Pourquoi donc avais-je noté dans les brouillons : 16 avril 1952 «Casque d’or» ? Il devait y avoir une raison au moment où je l’ai fait mais elle m’échappe, cette raison. Oui, j’en vois déjà sourire… Et alors ? Etes-vous à 100% de vos capacités tout le temps ? Je m’arrête, je peux devenir rapidement blessante même sans le vouloir. Il n’empêche que la question est là ? Pourquoi ?
Le film «Casque d’Or» est sorti le 12 mars 1952 sur les écrans parisiens.
C’est un film de Jacques Becker, et pour moi l’un des plus beaux de l’après-guerre. Je vous le raconte vite fait si vous ne le connaissez pas.
Dans une guinguette en bord de Marne, à Joinville-le-Pont, la bande à Leca (Claude Dauphin) se repose. Les Apaches de Belleville (une bande, dirait-on aujourd’hui, de la racaille parisienne), des «marlous» ont emmené leurs dames prendre un peu de bon temps, au vert. Roland, le «distingué»,(William Sabatier) surveille de près sa maîtresse, Marie (Simone Signoret), prostituée, surnommée « Casque d’or » à cause de sa belle chevelure blonde. Leca a des vues sur Marie ; elle, excédée par la jalousie de Roland, regarde ailleurs et remarque Manda (Serge Reggiani), un ancien apache reconverti en charpentier sérieux, discret. Une danse et c’est le coup de foudre. Malheureusement, le monde des Apaches n’est pas fait pour les histoires d’amour, sans compter que Manda a derrière lui un passé qu’il veut oublier. Une énième version de Roméo et Juliette : l’histoire d’un amour impossible, marqué par le destin.
Du coup de foudre à l’échafaud…
Roland, lieutenant de Leca, a été tué dans un combat à la loyale qu’il a imposé à Manda. Leca, truand machiavélique tend un piège (chantage à l’amitié) dans lequel tombe le trop naïf Manda. Quand il comprend par qui il a été berné, il cherche à se venger, exécute Leca, se laisse capturer par la police, est condamné à mort. Casque d’or assiste à la décapitation, fin.

__ACTION À MENER__. Recopiez mot pour mot le passage du texte sur le film Casque d'or situé entre « Pourquoi donc avais-je » et « là ? Pourquoi ? », ces deux extraits inclus.

Données d'ancrage de points sur images:
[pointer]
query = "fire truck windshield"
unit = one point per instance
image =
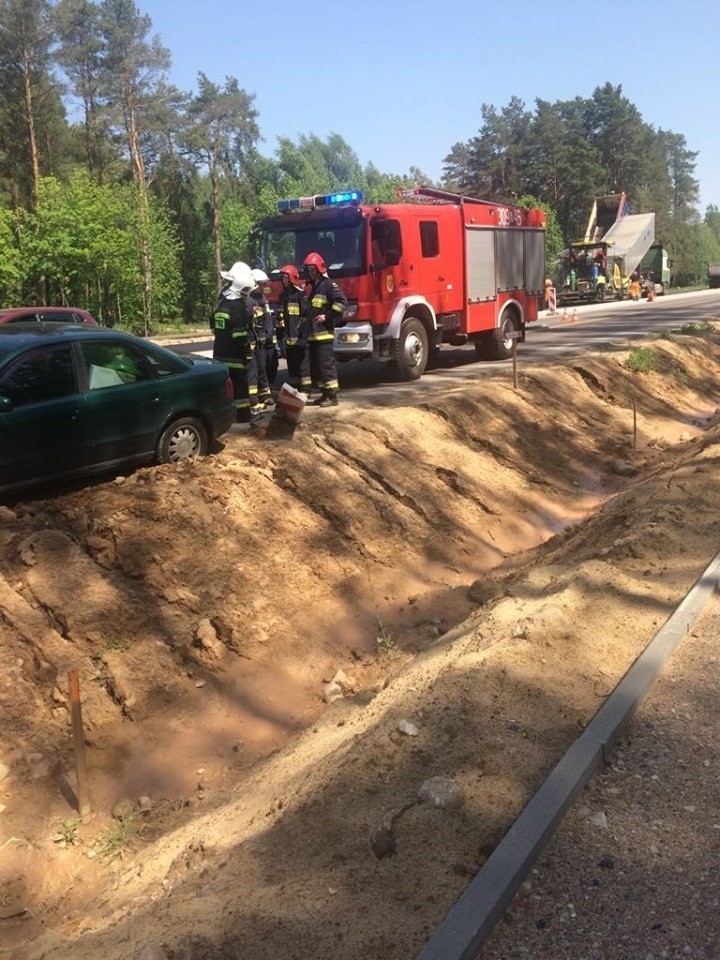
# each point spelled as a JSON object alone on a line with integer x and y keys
{"x": 342, "y": 246}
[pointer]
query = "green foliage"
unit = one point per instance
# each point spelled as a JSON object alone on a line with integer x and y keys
{"x": 641, "y": 360}
{"x": 384, "y": 642}
{"x": 128, "y": 211}
{"x": 116, "y": 644}
{"x": 118, "y": 837}
{"x": 66, "y": 834}
{"x": 569, "y": 152}
{"x": 553, "y": 236}
{"x": 693, "y": 329}
{"x": 10, "y": 258}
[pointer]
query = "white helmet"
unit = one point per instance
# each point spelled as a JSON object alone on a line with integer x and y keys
{"x": 240, "y": 277}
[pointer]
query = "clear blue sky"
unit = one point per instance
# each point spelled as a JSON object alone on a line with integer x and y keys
{"x": 403, "y": 81}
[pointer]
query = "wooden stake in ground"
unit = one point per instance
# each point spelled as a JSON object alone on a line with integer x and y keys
{"x": 634, "y": 425}
{"x": 83, "y": 798}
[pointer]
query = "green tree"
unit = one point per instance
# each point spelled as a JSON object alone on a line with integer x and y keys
{"x": 221, "y": 130}
{"x": 32, "y": 117}
{"x": 81, "y": 55}
{"x": 133, "y": 73}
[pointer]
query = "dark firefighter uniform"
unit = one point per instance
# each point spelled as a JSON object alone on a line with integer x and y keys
{"x": 324, "y": 298}
{"x": 232, "y": 326}
{"x": 292, "y": 322}
{"x": 265, "y": 341}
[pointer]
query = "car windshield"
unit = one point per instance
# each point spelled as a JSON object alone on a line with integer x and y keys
{"x": 340, "y": 246}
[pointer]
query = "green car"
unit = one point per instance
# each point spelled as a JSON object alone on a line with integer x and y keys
{"x": 78, "y": 400}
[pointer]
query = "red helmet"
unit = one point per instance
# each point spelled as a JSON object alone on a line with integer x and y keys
{"x": 315, "y": 260}
{"x": 292, "y": 273}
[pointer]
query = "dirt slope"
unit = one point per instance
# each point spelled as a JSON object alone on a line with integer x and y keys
{"x": 208, "y": 606}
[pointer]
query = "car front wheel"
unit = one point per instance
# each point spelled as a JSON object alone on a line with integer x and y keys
{"x": 184, "y": 438}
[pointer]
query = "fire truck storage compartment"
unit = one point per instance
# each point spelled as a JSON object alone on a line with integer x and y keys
{"x": 534, "y": 261}
{"x": 519, "y": 256}
{"x": 509, "y": 252}
{"x": 480, "y": 265}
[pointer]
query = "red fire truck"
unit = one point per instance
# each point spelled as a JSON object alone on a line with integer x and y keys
{"x": 434, "y": 268}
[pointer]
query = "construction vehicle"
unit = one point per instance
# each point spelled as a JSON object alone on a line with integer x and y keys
{"x": 599, "y": 266}
{"x": 654, "y": 270}
{"x": 433, "y": 268}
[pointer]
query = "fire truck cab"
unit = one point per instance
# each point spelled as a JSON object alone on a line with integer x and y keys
{"x": 437, "y": 268}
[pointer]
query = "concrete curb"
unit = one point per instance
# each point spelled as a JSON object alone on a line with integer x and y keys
{"x": 463, "y": 932}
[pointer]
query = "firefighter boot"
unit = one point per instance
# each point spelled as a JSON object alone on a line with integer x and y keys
{"x": 329, "y": 399}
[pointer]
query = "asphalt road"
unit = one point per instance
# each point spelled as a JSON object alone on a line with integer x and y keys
{"x": 596, "y": 327}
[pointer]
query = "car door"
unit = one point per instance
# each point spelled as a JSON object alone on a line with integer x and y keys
{"x": 125, "y": 404}
{"x": 41, "y": 435}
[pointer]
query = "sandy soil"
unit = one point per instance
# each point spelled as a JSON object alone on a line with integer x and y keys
{"x": 483, "y": 568}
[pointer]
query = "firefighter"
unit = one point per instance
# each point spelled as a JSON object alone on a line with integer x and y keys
{"x": 265, "y": 341}
{"x": 326, "y": 304}
{"x": 232, "y": 326}
{"x": 292, "y": 325}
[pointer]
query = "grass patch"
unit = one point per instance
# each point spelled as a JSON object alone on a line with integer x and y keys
{"x": 116, "y": 839}
{"x": 117, "y": 644}
{"x": 641, "y": 360}
{"x": 696, "y": 328}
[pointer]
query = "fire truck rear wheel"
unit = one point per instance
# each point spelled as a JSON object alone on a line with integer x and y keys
{"x": 410, "y": 350}
{"x": 499, "y": 345}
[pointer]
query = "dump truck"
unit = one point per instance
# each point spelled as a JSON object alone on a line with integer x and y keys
{"x": 599, "y": 266}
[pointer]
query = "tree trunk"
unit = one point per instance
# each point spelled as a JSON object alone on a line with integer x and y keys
{"x": 215, "y": 204}
{"x": 144, "y": 209}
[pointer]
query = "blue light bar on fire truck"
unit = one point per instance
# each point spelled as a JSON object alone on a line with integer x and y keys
{"x": 320, "y": 200}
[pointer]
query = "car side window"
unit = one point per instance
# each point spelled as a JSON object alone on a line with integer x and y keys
{"x": 58, "y": 316}
{"x": 110, "y": 364}
{"x": 46, "y": 373}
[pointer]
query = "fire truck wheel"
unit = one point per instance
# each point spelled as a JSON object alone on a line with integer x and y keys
{"x": 499, "y": 345}
{"x": 410, "y": 350}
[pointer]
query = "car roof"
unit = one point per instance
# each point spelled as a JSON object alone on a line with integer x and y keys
{"x": 52, "y": 330}
{"x": 39, "y": 307}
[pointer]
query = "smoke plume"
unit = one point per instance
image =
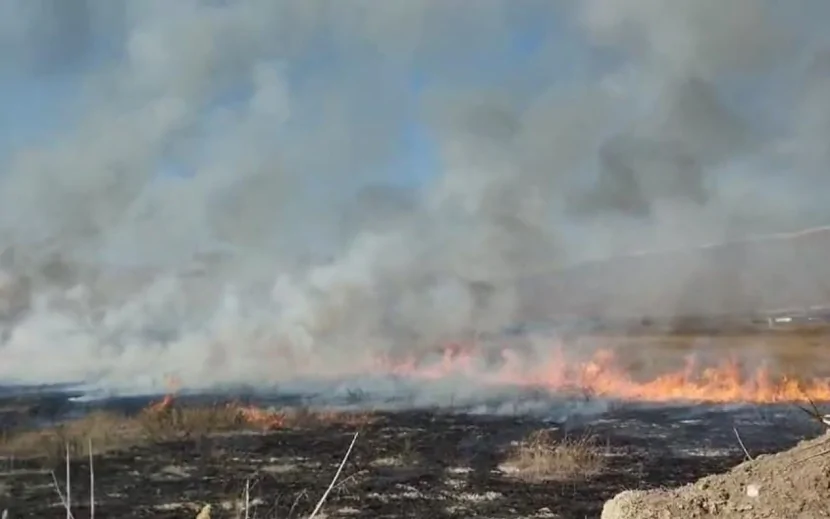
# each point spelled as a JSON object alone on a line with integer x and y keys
{"x": 231, "y": 196}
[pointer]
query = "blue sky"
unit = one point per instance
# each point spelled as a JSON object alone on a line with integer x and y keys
{"x": 39, "y": 106}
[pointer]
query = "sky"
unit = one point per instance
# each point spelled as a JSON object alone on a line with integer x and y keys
{"x": 377, "y": 173}
{"x": 40, "y": 92}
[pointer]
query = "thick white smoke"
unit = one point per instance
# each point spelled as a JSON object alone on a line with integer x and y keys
{"x": 289, "y": 247}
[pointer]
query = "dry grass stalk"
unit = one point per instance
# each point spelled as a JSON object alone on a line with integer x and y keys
{"x": 540, "y": 457}
{"x": 111, "y": 431}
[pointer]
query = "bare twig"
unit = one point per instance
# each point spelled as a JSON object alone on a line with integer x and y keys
{"x": 296, "y": 501}
{"x": 334, "y": 480}
{"x": 60, "y": 495}
{"x": 247, "y": 496}
{"x": 68, "y": 488}
{"x": 741, "y": 443}
{"x": 91, "y": 482}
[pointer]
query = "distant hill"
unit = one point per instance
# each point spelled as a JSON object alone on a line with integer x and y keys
{"x": 759, "y": 276}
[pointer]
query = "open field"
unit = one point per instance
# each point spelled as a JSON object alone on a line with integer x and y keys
{"x": 424, "y": 463}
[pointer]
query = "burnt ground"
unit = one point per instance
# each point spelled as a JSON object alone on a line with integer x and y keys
{"x": 404, "y": 464}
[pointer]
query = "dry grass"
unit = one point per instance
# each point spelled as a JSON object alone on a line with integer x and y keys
{"x": 541, "y": 458}
{"x": 111, "y": 431}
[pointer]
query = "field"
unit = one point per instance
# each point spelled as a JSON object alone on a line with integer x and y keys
{"x": 171, "y": 458}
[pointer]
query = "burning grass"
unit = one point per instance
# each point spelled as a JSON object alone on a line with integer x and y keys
{"x": 163, "y": 421}
{"x": 540, "y": 457}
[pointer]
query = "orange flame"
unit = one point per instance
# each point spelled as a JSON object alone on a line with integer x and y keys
{"x": 602, "y": 375}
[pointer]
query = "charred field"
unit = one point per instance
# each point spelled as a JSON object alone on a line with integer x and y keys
{"x": 152, "y": 461}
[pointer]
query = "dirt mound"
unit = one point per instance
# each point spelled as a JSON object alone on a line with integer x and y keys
{"x": 791, "y": 484}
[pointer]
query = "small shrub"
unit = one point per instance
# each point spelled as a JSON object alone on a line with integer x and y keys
{"x": 540, "y": 457}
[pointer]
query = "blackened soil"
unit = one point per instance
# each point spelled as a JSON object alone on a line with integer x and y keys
{"x": 416, "y": 464}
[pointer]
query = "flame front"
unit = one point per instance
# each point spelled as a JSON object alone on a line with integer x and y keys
{"x": 602, "y": 375}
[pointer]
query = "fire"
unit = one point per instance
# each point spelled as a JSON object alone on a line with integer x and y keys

__RÉSULTAT CI-DESSOUS__.
Pourquoi donc avais-je noté dans les brouillons : 16 avril 1952 «Casque d’or» ? Il devait y avoir une raison au moment où je l’ai fait mais elle m’échappe, cette raison. Oui, j’en vois déjà sourire… Et alors ? Etes-vous à 100% de vos capacités tout le temps ? Je m’arrête, je peux devenir rapidement blessante même sans le vouloir. Il n’empêche que la question est là ? Pourquoi ?